== SELECTED EXCERPT ==

The Ketubah and plural marriage changed things for the better and would not be allowed.


A Ketubah was a marriage document.  It was negotiated by the woman/man and their families before marriage.  Romeo and Juliette was a cautionary tale of love marriages, they failed, and people died.  Arranged marriages were the standard, but we assume "arrange," meant that the parents arranged them, but that's not true.  Arranged meant the marriage was negotiated and the family was arranged by design.  They negotiated.


The new couple would carefully craft out their places in the marriage.  She was the head of the household, or the head of the farm, or the head of the kitchen or the wash... and the women had names you've heard.  The House Wife, The Farm Wife, the Washer Wife.  Each aspect of a household, laid out in areas of responsibility.  Just as the word for "Submit," means a woman submitting to a man as a Captain to a General, the Captain was expected to bring skills, talents, and leadership to one aspect of the Household or the entire household, although that would have been horrible.  Larger households would have been a nightmare to run by one person and probably one in a thousand could do it well.  So, the Ketubah.


The Ketubah was negotiated.  The family would sit down with close relatives (father, mother) and hash out what the authorities would be, and how they would apply.  She would generally be in charge of the household, and that could be as little as two room with a wash closet, or as large as an estate.  To get around the loss of other women to help, they would talk servants, paid help, and other employees.  She would run the house, he would run the business and often be the head of the Family, making the larger decisions.  If it were a plural family, servants would not be an issue, but a new potential wife would be asked to negotiate with the existing wife for her place in the family.  She might take over washing, or cooking, or childcare, splitting the duties and easing the burden on everyone. 


But the Ketubah was more than just that.  It was security.  It also covered what happens in a divorce, what happens to the kids, and offered (speculation) a power of authority for one wife to speak in his name in the event he was incapacitated to continue the family, or to dissolve it, with allotments to each of the women. It covered children, raising them, and expectations.  A woman knew her place, and had a place.  This is where the saying came from. If a woman got into the cake of another wife, she would be told, 'Woman, mind (or know) your place."  Marriages arranged like this had a terrible divorce rate.  It was almost 4%  Compared to love marriages where it's nearly 60% when people bother to marry.



It didn't leave women destitute, or at the mercy of unscrupulous men.

===
== STORED ROWS ==

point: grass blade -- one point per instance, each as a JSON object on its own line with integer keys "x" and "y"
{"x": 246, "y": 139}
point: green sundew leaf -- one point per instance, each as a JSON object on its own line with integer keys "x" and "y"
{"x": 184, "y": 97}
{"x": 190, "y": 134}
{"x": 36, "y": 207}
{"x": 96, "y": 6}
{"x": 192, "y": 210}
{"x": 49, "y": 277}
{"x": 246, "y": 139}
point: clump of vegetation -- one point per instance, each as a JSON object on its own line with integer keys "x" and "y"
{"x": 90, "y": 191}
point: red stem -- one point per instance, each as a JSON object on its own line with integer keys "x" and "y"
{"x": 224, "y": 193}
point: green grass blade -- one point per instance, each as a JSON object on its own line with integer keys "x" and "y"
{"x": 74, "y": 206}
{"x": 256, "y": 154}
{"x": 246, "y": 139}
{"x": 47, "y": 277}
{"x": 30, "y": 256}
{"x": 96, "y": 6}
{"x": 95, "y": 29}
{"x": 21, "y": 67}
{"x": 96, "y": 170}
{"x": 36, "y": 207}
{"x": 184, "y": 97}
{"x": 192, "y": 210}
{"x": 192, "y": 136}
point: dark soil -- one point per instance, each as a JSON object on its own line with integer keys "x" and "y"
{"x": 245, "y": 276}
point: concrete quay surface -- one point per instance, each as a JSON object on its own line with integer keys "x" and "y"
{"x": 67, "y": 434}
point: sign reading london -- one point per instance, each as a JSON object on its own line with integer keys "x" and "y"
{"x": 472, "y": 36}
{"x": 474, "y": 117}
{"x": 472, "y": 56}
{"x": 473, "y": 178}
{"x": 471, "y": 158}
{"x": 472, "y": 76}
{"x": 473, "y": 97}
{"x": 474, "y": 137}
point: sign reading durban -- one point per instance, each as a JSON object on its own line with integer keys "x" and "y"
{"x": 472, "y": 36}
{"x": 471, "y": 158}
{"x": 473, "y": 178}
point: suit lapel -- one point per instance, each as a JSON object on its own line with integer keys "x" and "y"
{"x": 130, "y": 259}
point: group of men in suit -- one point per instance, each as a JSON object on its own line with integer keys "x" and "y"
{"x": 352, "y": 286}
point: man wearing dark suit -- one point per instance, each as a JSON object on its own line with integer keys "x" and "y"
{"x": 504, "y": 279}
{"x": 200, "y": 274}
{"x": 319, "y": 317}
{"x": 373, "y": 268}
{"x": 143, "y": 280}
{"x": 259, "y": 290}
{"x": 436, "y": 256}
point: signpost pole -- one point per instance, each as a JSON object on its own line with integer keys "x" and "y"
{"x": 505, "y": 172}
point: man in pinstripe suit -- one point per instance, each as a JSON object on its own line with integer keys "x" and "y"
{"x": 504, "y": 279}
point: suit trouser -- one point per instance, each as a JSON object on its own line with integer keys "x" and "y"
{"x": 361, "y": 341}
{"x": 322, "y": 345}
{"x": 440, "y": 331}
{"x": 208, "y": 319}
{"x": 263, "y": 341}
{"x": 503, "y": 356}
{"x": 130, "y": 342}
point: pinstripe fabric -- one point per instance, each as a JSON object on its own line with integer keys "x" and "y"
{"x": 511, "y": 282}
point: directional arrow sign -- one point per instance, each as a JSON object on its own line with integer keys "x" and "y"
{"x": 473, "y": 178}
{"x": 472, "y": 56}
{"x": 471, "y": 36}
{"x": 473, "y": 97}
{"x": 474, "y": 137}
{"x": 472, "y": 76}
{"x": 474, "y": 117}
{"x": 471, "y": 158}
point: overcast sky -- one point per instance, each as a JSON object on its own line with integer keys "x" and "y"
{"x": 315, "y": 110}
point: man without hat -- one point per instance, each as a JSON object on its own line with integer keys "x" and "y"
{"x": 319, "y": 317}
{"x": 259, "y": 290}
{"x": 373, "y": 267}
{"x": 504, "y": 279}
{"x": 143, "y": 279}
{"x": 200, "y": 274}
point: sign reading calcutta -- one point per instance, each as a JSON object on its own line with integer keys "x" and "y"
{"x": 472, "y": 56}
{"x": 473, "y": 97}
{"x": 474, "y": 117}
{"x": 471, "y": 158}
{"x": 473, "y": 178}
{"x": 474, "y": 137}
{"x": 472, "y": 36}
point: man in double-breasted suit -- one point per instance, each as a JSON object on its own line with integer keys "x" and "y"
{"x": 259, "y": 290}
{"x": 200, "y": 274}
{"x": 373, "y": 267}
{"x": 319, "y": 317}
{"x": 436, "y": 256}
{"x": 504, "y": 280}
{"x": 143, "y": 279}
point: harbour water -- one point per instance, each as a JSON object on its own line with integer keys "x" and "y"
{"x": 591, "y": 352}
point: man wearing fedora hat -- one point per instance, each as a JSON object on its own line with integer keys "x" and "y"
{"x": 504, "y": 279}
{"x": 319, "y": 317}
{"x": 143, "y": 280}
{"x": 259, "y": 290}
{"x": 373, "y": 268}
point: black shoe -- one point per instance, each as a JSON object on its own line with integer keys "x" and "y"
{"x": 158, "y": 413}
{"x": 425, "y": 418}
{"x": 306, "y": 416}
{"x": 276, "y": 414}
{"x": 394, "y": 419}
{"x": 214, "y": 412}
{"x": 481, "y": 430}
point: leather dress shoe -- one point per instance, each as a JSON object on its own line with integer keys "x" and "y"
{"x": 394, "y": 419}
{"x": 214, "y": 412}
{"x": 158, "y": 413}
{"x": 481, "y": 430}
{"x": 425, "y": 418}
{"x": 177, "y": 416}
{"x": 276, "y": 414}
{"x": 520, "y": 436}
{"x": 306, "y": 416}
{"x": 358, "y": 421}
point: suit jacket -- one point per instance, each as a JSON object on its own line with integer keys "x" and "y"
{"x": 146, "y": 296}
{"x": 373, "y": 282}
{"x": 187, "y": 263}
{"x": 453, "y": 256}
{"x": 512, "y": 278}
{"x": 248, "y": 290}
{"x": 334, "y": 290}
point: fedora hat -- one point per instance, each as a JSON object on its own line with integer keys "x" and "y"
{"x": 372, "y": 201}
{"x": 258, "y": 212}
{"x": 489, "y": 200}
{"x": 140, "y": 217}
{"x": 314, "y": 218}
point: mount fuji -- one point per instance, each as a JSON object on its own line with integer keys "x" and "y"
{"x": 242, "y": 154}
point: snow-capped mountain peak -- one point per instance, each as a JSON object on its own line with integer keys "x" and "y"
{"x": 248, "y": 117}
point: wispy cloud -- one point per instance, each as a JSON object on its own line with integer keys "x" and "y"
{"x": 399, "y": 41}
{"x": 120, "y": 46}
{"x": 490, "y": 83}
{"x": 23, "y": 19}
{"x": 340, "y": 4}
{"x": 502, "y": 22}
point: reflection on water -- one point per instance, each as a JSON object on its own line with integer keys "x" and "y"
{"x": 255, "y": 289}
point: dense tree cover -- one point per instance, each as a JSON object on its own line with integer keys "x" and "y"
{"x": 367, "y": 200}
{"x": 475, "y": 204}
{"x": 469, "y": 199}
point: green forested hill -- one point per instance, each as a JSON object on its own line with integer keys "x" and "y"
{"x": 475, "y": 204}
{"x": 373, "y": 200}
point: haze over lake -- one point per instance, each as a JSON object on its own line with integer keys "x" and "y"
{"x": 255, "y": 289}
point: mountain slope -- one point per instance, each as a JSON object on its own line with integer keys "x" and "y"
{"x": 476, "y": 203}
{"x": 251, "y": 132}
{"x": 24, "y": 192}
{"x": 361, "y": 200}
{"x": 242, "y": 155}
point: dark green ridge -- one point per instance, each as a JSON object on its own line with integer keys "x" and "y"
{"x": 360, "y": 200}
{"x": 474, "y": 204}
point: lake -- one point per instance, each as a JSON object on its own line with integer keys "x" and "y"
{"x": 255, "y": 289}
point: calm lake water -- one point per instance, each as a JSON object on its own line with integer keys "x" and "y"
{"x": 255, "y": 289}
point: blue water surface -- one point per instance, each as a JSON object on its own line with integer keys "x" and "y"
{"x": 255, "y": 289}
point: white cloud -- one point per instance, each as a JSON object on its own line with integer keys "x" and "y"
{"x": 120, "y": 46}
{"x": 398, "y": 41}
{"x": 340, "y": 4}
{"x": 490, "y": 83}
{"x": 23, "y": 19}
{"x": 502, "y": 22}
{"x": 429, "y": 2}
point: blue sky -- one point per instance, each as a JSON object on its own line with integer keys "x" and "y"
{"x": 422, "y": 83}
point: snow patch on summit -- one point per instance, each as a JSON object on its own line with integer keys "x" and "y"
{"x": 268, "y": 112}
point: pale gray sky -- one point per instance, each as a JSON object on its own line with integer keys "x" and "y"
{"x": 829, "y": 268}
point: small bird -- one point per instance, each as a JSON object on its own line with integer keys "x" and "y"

===

== TASK OBJECTIVE ==
Answer these questions from the Ketubah text:
(a) What divorce rate does it give for marriages arranged through a Ketubah?
(b) In a plural family, whom would a new potential wife negotiate with for her place?
(c) What three names for women does it list?

== WRITTEN REPLY ==
(a) Almost 4%.
(b) The existing wife.
(c) The House Wife, The Farm Wife, and the Washer Wife.